■ Exercise instructions
Please repeat every one of the lines below word for word, leaving nothing out and changing nothing.

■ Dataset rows
______________________________

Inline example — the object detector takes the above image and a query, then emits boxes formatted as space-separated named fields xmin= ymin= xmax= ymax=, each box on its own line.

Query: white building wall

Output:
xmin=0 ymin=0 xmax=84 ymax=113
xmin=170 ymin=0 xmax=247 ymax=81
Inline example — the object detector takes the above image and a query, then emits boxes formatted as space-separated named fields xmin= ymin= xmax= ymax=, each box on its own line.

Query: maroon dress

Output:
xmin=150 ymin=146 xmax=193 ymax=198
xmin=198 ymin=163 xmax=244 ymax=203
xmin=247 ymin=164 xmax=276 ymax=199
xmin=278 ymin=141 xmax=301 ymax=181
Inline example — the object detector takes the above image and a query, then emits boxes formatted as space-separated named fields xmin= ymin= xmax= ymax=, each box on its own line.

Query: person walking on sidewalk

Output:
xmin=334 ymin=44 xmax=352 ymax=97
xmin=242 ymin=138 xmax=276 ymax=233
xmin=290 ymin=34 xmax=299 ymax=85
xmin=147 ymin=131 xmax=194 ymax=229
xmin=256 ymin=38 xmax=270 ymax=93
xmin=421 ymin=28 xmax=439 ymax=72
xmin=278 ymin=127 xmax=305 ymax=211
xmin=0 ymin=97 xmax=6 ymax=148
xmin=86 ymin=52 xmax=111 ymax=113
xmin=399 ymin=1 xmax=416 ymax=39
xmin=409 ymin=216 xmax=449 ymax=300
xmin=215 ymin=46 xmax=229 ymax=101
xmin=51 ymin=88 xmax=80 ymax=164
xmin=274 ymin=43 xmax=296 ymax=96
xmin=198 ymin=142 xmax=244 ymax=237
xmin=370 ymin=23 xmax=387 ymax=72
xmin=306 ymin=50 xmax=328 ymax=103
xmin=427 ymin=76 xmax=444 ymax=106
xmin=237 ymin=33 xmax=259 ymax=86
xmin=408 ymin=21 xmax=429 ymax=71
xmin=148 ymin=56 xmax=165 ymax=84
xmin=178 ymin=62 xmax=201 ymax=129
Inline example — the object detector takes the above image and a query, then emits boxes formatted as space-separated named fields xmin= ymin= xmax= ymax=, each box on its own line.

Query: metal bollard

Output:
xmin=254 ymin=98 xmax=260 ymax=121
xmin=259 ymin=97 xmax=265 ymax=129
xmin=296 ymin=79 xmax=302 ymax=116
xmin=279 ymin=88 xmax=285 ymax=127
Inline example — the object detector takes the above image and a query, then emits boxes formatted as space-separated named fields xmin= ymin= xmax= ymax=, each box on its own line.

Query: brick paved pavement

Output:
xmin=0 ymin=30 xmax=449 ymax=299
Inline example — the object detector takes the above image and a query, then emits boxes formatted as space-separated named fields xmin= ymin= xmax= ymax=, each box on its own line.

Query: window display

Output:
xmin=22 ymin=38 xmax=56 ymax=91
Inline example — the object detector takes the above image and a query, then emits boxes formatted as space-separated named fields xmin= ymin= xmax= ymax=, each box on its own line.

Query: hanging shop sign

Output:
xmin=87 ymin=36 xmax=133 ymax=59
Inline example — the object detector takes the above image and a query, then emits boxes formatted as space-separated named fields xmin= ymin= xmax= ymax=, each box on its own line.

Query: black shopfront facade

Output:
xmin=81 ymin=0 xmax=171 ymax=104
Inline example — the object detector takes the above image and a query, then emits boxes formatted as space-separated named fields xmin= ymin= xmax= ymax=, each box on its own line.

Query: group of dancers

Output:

______________________________

■ Solution to the problem
Inline example — the object detector takes the above image and a query, then emits boxes formatted as space-separated named fields xmin= ymin= xmax= ymax=, each box on its own line.

Query: white building wall

Output:
xmin=0 ymin=0 xmax=84 ymax=113
xmin=170 ymin=0 xmax=247 ymax=81
Inline example — the object detector takes the above image and a query, then emits boxes formatted as space-separated named fields xmin= ymin= xmax= ymax=, each box on its own line.

Query: maroon dress

Output:
xmin=150 ymin=146 xmax=193 ymax=198
xmin=198 ymin=163 xmax=244 ymax=203
xmin=247 ymin=164 xmax=276 ymax=199
xmin=278 ymin=141 xmax=301 ymax=181
Inline example — the object detector takes the above image and a query, then emits boxes formatted as space-separated named fields xmin= ymin= xmax= ymax=, each box on its own line.

Query: person walking on sidewalk

Output:
xmin=334 ymin=44 xmax=352 ymax=97
xmin=242 ymin=138 xmax=276 ymax=233
xmin=290 ymin=34 xmax=299 ymax=85
xmin=147 ymin=131 xmax=194 ymax=229
xmin=256 ymin=38 xmax=270 ymax=93
xmin=421 ymin=28 xmax=439 ymax=72
xmin=278 ymin=127 xmax=305 ymax=211
xmin=0 ymin=97 xmax=6 ymax=148
xmin=86 ymin=52 xmax=111 ymax=113
xmin=399 ymin=1 xmax=416 ymax=39
xmin=409 ymin=216 xmax=449 ymax=300
xmin=215 ymin=46 xmax=229 ymax=101
xmin=51 ymin=88 xmax=80 ymax=164
xmin=274 ymin=43 xmax=296 ymax=96
xmin=198 ymin=142 xmax=244 ymax=237
xmin=370 ymin=23 xmax=387 ymax=72
xmin=306 ymin=50 xmax=328 ymax=103
xmin=427 ymin=76 xmax=444 ymax=106
xmin=237 ymin=33 xmax=259 ymax=86
xmin=408 ymin=21 xmax=429 ymax=71
xmin=148 ymin=56 xmax=165 ymax=84
xmin=178 ymin=62 xmax=201 ymax=129
Inline example — the object detector takes the above image and a query, then emits boxes formatted as space-separated named fields xmin= ymin= xmax= ymax=, each box on its own line.

Query: metal bollard

Output:
xmin=254 ymin=98 xmax=260 ymax=121
xmin=259 ymin=97 xmax=265 ymax=129
xmin=296 ymin=79 xmax=302 ymax=116
xmin=279 ymin=88 xmax=285 ymax=127
Inline example — the object detector takes the above image and a query, then emits boxes formatted as space-separated named fields xmin= ymin= xmax= ymax=, each box on its own line.

Query: brick paved pavement

Output:
xmin=0 ymin=30 xmax=449 ymax=299
Inline example — the object detector takes the above image and a query, then emits boxes formatted as space-separated named fields xmin= ymin= xmax= ymax=, each box on its own line.

Query: window display

Output:
xmin=22 ymin=38 xmax=56 ymax=91
Inline example — the object detector takes the above image and a query, then emits boxes formatted as space-separated named fields xmin= ymin= xmax= ymax=, each box on its own line.

Query: hanging shop sign

Output:
xmin=87 ymin=36 xmax=133 ymax=59
Inline example — the object detector takes the above image and a query, then emits boxes formatted as space-separated named fields xmin= ymin= xmax= ymax=, each box on its own line.

Query: black shopfront facade

Output:
xmin=81 ymin=0 xmax=171 ymax=104
Inline example — the object detector takes the above image and a query, then emits boxes formatted as space-separated named fields xmin= ymin= xmax= ymax=, each box on its own line.

Query: group of dancers

Output:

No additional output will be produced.